Work required:
Please write out every line of the items below again, requests included, and scale each x and y coordinate in the answers by 1.2. Round each result to a whole number, with halves rounded up.

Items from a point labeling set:
:::
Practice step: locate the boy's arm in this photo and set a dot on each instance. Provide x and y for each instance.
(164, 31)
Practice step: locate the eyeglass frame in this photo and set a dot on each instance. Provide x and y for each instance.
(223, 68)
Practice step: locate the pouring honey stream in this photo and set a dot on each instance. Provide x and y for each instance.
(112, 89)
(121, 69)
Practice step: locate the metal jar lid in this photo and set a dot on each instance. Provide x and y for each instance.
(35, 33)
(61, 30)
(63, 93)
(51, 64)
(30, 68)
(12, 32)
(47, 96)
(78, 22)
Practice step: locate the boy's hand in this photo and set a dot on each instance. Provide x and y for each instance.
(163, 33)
:::
Problem solution:
Practice step: locate the boy's arm in this photo and set a dot on each instance. Provide x and y for each instance.
(197, 37)
Practice step: locate the eyeglass frame in this photo and set a dot on each instance. Provide x and y for each instance.
(268, 82)
Practice step: locate the pouring honey stream in this photo and set a dot on each instance. Provide x and y for each instance.
(134, 107)
(145, 83)
Practice step: locate the metal jar lid in this photo and set a dot on each instance. Provide x and y for each instance.
(42, 40)
(73, 36)
(76, 112)
(61, 77)
(36, 82)
(14, 38)
(56, 115)
(94, 26)
Practice step: locate the boy's hand in this photo and set a dot on each instance. Provide x and y for each instance.
(196, 40)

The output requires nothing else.